CA Paris, 14e ch. B, 6 mars 2009, n° 08-16503

PARIS

Arrêt

Confirmation

PARTIES

Demandeur :

Hachette Livre (SA)

Défendeur :

Gallimard Loisirs (SAS), Les Editions Gallimard (SA), Manufacture Française des Pneumatiques Michelin (SAS), Place des Editeurs (SA)

COMPOSITION DE LA JURIDICTION

Président :

Mme Schoendoerffer

Conseillers :

Mmes Provost-Lopin, Darbois

Avoués :

SCP Monin-d'Auriac de Brons, SCP Dubosq-Pellerin

Avocats :

Mes Lamy, Marembert, André, Meffre, Grall

Paris, 14e ch., du 24 janv. 2007 et T. c…

24 janvier 2007

La société Hachette Livre a mis en place une opération promotionnelle offrant aux acheteurs, du 7 juin au 31 août 2006, la possibilité d'obtenir le remboursement de 4 euro pour l'achat simultané de deux guides touristiques dans les collections Guide du Routard, Guides Bleus, Voir, Evasion, Week-End et Top Ten ;

Par ordonnance de référé du 26 juillet 2006 rendue dans l'instance initiée par la société Les Editions Gallimard et la société Gallimard Loisirs à laquelle sont intervenues la société Manufacture Française des Pneumatiques Michelin et la société Place des Editeurs, le délégataire du président du Tribunal de commerce de Paris a :

- ordonné la cessation de la campagne de promotion litigieuse ainsi que la diffusion de toute publicité y afférente dans les huit jours à compter de la signification de l'ordonnance, et ce, sous astreinte de 150 euro par infraction constatée,

- condamné la société Hachette Livre à payer aux sociétés Les Editions Gallimard et Gallimard Loisirs la somme de 3 000 euro et "à la société Manufacture Française des Pneumatiques Michelin et la société Place des Editeurs la somme de 3 000 euro " sur le fondement de l'article 700 du Code de procédure civile.
+++
» TÂCHES PROPOSÉES
A) Reformulez de façon plus concise le paragraphe de l'arrêt commençant par « La société Hachette Livre a mis en place », sans en perdre les faits essentiels.
B) Dressez la liste complète des collections de guides touristiques nommées dans l'arrêt.
C) Recopiez à l'identique le texte de l'arrêt de « Confirmation » à « des Editeurs (SA) ».

» JEU DE DONNÉES
+++
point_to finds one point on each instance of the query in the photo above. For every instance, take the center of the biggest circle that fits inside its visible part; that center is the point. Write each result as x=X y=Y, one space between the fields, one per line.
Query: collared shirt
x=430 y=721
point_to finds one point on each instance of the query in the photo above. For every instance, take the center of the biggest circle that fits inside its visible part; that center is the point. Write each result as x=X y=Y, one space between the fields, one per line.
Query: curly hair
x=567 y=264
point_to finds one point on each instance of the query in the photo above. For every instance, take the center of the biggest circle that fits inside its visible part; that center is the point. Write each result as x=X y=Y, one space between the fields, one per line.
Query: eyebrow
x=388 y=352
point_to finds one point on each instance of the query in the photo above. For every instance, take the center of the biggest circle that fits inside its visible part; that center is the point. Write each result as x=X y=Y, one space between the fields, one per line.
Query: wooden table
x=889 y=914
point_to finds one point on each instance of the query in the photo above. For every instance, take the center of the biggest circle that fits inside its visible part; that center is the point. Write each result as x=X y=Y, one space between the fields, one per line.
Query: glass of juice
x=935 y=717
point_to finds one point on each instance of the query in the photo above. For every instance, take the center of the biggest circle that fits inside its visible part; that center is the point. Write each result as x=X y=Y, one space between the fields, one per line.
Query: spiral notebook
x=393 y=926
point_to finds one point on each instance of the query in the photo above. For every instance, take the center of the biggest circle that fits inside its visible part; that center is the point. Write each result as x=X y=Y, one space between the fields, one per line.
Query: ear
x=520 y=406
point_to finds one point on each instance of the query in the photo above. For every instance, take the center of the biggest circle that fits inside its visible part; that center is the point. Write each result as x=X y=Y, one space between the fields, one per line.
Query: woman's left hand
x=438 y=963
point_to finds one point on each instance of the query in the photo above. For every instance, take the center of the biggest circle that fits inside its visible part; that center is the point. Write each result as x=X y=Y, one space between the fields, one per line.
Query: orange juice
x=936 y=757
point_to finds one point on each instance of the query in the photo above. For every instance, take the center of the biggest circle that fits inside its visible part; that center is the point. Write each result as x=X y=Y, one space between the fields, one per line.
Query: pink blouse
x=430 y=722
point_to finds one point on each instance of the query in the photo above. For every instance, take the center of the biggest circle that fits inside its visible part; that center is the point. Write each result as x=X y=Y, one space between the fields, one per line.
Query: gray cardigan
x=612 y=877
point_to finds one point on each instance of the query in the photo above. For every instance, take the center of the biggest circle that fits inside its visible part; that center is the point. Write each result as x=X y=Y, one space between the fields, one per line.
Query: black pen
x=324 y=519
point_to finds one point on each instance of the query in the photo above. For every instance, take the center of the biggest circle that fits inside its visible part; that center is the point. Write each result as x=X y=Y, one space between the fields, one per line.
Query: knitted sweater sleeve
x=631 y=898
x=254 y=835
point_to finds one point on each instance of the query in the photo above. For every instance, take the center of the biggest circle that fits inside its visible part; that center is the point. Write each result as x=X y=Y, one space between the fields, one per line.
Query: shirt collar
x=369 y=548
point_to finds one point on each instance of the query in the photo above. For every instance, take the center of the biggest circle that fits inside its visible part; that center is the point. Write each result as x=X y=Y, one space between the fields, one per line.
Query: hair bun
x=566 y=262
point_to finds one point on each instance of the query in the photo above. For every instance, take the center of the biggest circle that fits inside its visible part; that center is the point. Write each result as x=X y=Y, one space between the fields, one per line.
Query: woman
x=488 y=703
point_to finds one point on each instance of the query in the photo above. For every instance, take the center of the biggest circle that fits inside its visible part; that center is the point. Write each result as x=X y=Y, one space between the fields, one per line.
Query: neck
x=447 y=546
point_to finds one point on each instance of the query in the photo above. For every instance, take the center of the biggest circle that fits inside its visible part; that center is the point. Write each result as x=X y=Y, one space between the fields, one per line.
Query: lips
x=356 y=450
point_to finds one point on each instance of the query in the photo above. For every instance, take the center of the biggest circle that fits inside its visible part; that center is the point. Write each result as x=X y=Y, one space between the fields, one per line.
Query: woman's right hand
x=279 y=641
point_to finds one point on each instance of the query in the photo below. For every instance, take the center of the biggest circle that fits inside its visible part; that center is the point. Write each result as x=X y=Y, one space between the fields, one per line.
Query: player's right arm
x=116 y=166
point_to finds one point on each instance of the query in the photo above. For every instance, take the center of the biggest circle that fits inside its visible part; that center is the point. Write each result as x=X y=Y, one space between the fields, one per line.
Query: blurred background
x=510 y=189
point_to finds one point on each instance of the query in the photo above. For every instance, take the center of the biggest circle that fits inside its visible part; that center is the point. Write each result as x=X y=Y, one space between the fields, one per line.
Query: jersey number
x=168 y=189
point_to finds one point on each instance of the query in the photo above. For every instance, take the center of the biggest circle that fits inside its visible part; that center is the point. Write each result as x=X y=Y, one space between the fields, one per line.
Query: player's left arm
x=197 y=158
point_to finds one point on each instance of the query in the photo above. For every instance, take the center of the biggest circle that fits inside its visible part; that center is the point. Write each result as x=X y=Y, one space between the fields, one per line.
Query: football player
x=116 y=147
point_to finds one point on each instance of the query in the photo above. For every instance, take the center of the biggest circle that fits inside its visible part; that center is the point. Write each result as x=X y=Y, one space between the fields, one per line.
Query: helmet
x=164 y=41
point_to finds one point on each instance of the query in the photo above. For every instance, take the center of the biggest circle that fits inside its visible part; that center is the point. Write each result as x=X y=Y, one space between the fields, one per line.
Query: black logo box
+++
» RÉPONSES
A) Du 7 juin au 31 août 2006, Hachette Livre a proposé aux acheteurs un remboursement de 4 euros pour l'achat simultané de deux guides touristiques des collections Guide du Routard, Guides Bleus, Voir, Evasion, Week-End et Top Ten.

B)
- Guide du Routard
- Guides Bleus
- Voir
- Evasion
- Week-End
- Top Ten

C)
Confirmation

PARTIES

Demandeur :

Hachette Livre (SA)

Défendeur :

Gallimard Loisirs (SAS), Les Editions Gallimard (SA), Manufacture Française des Pneumatiques Michelin (SAS), Place des Editeurs (SA)